Extrait
--------------------------------------------------

La cour (M. Photiou) : Nous allons suspendre l’audience afin d’examiner la question. L’accusé [dans le cadre du procès principal] doit dans l’intervalle demeurer incarcéré.

(...)

La cour : Nous avons examiné la question pendant la suspension et nous persistons à estimer que ce qu’a dit Me Kyprianou, la teneur de ses propos, son attitude et le ton de sa voix constituent un contempt of court au sens de l’article 44 § 1 a) modifié de la loi no 14/1960 sur les juridictions (...) qui réprime le fait pour un comparant de montrer de l’irrespect à l’égard de la cour par ses propos ou son comportement. Nous avons déjà demandé à Me Kyprianou avant la suspension s’il avait quelque chose à ajouter avant que nous ne prononcions la sentence. S’il a quelque chose à ajouter, écoutons-le, sinon poursuivons.

Me Kyprianou : Monsieur le président, pendant la suspension, je me suis demandé quelle infraction j’avais commise. L’incident s’est produit dans une atmosphère très tendue. J’assure la défense dans une affaire très grave ; j’ai eu l’impression d’être interrompu dans mon contre-interrogatoire et j’ai dit ce que j’ai dit. Je suis avocat depuis quarante ans, j’ai une réputation sans tache et c’est la première fois qu’une telle accusation est portée contre moi. C’est tout ce que j’ai à dire.

La cour : Nous allons suspendre l’audience pendant dix minutes et prononcerons ensuite la peine. »

--------------------------------------------------

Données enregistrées

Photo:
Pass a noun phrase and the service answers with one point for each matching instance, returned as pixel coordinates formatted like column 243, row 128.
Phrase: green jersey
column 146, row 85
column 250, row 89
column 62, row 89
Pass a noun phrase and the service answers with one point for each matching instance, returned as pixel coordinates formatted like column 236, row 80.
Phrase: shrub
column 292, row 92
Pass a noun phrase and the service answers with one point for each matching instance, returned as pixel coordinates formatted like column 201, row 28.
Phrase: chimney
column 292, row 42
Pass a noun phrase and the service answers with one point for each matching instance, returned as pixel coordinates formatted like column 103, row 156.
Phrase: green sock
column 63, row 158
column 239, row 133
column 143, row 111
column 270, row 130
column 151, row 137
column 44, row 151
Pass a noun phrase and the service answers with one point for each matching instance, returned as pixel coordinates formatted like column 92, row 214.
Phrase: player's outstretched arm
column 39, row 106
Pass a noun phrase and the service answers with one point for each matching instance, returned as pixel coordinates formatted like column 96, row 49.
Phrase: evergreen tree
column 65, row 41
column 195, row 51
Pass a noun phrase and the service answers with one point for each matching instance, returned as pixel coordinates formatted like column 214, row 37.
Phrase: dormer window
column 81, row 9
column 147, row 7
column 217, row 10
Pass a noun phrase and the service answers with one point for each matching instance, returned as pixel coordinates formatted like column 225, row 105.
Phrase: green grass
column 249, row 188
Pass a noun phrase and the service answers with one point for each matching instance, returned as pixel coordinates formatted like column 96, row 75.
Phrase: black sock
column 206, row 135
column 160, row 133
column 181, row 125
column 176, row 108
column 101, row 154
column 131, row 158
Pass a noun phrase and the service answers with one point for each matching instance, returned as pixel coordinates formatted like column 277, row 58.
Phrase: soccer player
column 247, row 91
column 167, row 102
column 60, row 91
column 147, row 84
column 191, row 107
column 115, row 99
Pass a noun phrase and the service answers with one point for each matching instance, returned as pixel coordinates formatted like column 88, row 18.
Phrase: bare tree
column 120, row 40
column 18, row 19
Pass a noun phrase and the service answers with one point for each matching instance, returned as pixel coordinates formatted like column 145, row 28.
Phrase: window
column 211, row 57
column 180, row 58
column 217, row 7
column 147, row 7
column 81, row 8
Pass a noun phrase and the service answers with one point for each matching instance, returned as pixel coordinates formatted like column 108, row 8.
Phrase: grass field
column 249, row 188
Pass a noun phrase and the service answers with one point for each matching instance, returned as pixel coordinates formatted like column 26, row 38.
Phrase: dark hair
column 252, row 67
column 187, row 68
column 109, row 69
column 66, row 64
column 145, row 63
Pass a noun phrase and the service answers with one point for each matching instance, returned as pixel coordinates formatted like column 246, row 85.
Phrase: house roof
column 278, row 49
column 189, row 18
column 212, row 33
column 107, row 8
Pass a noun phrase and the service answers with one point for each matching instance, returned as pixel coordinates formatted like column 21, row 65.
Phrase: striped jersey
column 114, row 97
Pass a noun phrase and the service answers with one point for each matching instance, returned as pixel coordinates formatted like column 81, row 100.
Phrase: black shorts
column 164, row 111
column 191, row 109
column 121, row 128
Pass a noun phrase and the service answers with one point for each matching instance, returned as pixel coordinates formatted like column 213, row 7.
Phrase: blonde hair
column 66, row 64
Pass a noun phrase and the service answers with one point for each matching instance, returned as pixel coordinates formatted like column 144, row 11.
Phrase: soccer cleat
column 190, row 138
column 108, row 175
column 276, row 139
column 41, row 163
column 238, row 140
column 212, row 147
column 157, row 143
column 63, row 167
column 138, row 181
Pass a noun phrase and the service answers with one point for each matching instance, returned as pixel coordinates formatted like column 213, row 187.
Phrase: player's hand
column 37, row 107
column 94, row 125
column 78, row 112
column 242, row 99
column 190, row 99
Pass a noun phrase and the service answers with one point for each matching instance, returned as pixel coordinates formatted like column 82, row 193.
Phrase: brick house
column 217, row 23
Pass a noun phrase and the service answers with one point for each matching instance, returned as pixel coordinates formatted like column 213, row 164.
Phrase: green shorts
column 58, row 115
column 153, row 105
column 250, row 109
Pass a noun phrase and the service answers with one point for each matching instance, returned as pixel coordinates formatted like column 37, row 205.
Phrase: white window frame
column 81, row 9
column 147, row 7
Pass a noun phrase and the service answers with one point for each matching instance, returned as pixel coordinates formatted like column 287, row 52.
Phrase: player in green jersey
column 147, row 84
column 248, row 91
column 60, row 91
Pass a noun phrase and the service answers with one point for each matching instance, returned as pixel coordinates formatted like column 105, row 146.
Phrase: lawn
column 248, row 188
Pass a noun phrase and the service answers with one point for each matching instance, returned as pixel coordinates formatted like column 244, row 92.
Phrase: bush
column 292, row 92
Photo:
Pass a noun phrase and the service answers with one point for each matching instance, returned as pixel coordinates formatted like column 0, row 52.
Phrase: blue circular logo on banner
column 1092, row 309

--------------------------------------------------

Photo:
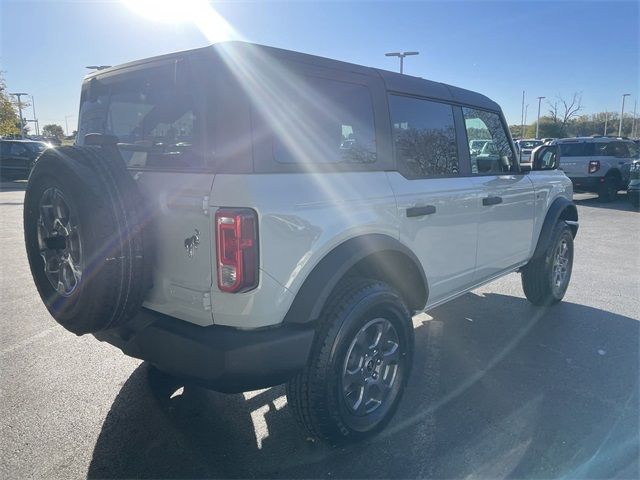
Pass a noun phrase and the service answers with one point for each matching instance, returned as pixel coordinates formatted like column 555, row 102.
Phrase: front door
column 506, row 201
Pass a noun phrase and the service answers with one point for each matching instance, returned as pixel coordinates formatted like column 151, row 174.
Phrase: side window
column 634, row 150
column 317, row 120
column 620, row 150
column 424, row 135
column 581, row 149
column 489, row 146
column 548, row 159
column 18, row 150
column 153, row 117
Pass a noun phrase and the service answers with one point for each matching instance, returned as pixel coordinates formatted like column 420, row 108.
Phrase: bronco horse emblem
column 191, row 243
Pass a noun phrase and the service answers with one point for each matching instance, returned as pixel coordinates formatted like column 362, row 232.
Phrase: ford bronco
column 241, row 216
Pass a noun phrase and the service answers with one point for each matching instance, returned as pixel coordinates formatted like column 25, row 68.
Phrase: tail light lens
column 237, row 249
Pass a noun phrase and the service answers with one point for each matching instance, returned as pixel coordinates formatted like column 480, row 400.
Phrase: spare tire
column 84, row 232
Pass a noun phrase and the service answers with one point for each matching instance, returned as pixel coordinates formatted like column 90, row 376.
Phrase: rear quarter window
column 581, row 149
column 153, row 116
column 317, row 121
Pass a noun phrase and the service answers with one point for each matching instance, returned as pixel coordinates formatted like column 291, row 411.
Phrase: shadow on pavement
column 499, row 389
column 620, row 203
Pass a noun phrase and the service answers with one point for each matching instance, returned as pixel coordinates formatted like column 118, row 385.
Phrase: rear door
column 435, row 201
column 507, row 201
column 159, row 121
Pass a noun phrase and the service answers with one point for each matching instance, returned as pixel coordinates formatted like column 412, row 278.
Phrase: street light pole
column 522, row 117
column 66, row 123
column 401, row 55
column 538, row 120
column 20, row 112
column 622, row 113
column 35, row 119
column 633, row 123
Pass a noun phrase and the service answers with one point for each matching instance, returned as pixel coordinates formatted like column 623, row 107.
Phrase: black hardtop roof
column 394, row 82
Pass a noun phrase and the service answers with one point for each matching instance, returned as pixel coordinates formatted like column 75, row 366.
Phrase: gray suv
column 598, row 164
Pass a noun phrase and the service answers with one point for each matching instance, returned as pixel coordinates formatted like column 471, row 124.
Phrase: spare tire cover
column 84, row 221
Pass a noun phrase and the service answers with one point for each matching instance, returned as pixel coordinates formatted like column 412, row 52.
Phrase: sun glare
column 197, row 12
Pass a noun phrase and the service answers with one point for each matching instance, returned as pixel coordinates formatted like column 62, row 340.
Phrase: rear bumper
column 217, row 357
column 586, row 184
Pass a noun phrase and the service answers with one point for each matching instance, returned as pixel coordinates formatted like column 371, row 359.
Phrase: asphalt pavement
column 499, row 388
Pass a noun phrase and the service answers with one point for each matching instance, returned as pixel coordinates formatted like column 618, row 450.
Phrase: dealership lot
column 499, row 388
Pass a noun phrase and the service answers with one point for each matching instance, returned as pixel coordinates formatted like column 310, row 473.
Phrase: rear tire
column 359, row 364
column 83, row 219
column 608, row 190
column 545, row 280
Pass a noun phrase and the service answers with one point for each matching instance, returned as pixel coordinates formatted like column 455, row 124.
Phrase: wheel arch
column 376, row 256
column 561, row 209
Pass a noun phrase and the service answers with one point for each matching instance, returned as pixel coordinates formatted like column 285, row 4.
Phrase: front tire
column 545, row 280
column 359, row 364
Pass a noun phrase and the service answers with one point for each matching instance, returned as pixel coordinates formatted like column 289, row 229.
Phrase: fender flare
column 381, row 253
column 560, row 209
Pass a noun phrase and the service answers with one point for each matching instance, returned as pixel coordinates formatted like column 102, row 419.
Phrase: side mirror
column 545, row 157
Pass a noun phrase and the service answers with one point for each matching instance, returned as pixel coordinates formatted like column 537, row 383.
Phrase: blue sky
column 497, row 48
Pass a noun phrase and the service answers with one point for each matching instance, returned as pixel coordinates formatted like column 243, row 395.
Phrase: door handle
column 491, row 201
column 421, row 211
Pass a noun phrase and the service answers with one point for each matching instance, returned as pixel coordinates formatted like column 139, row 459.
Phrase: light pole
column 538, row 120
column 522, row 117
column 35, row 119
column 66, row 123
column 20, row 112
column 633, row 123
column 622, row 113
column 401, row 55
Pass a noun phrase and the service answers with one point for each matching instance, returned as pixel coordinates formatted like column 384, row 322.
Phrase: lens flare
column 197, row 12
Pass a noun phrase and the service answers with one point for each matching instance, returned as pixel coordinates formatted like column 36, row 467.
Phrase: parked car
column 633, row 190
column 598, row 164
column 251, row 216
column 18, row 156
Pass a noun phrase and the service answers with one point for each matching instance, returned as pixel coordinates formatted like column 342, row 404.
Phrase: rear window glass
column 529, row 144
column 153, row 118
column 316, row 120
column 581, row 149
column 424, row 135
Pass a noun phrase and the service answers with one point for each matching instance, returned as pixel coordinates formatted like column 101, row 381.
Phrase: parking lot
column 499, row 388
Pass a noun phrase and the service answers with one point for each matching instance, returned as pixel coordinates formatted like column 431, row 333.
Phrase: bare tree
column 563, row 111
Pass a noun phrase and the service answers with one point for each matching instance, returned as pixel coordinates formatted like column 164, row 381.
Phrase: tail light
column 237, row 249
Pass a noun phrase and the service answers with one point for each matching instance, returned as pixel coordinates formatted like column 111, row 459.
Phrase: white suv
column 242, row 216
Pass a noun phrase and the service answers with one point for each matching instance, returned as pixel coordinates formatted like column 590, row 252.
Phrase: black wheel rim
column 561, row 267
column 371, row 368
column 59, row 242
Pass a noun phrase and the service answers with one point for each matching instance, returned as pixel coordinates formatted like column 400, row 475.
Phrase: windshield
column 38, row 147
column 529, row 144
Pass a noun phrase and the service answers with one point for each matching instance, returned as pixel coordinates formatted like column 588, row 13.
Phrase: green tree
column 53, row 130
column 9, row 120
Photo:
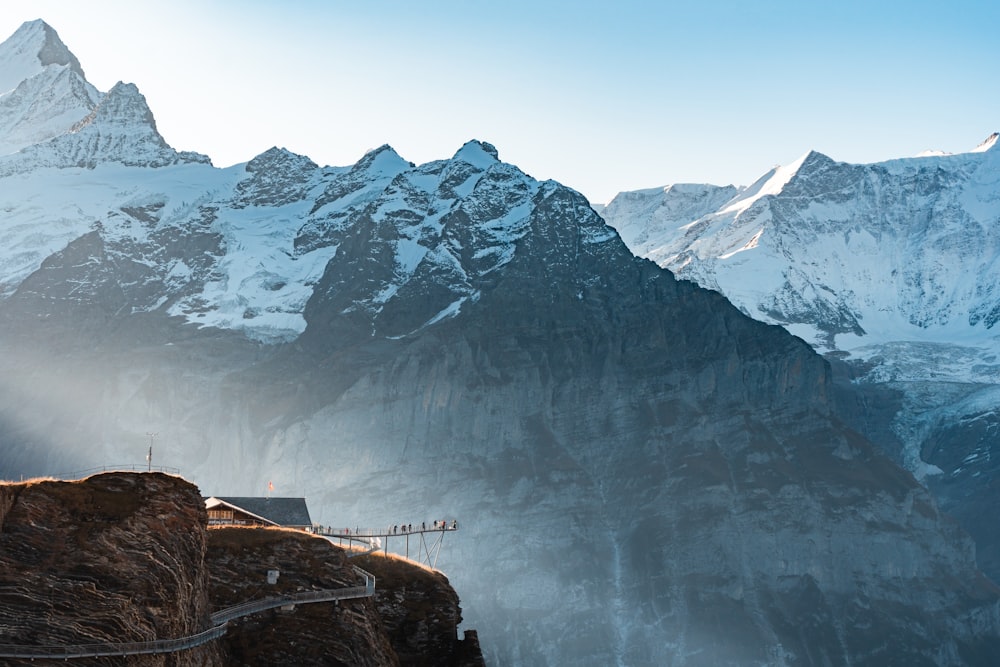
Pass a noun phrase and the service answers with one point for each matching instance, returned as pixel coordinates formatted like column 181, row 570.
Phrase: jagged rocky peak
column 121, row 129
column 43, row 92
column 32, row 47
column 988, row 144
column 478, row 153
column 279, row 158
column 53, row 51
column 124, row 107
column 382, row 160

--------------------------------------------------

Consigne A
Répondez aux questions suivantes sur l'extrait.
(i) Où l'accusé doit-il rester pendant la suspension de l'audience ?
(ii) Depuis combien d'années Me Kyprianou est-il avocat ?
(iii) Combien de temps dure la suspension annoncée à la fin ?
Consigne B
Recopiez l'extrait depuis « La cour (M. » jusqu'à « écoutons-le, sinon poursuivons. » inclus.

Résultat A
(i) Il doit demeurer incarcéré.
(ii) Depuis quarante ans.
(iii) Dix minutes.

Résultat B
La cour (M. Photiou) : Nous allons suspendre l’audience afin d’examiner la question. L’accusé [dans le cadre du procès principal] doit dans l’intervalle demeurer incarcéré.

(...)

La cour : Nous avons examiné la question pendant la suspension et nous persistons à estimer que ce qu’a dit Me Kyprianou, la teneur de ses propos, son attitude et le ton de sa voix constituent un contempt of court au sens de l’article 44 § 1 a) modifié de la loi no 14/1960 sur les juridictions (...) qui réprime le fait pour un comparant de montrer de l’irrespect à l’égard de la cour par ses propos ou son comportement. Nous avons déjà demandé à Me Kyprianou avant la suspension s’il avait quelque chose à ajouter avant que nous ne prononcions la sentence. S’il a quelque chose à ajouter, écoutons-le, sinon poursuivons.